Problem to solve: Find each line in the rows below that contains the word "woman" and copy those lines.

===== Records for the exercise

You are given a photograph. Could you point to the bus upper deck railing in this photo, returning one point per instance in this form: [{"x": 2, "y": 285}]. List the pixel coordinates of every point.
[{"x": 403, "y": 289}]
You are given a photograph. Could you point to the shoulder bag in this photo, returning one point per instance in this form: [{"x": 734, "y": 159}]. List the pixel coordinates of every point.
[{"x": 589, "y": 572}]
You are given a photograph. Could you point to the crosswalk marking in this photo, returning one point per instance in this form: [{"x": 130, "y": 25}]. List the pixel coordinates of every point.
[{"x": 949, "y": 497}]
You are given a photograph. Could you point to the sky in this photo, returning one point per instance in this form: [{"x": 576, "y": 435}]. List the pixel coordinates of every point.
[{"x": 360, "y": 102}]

==========
===== Records for the exercise

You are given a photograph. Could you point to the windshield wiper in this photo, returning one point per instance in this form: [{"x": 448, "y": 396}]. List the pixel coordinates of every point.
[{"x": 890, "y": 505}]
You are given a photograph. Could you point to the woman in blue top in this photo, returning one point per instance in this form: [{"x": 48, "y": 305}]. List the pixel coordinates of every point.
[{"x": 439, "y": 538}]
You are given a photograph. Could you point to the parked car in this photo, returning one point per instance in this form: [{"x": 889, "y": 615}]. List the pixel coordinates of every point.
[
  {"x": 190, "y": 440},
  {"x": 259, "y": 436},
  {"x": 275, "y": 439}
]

==========

Answer to the task:
You are given a photograph. Could you point to the woman in blue top in this photo, returning one point per instance in this form: [{"x": 48, "y": 305}]. List the pixel coordinates of every point.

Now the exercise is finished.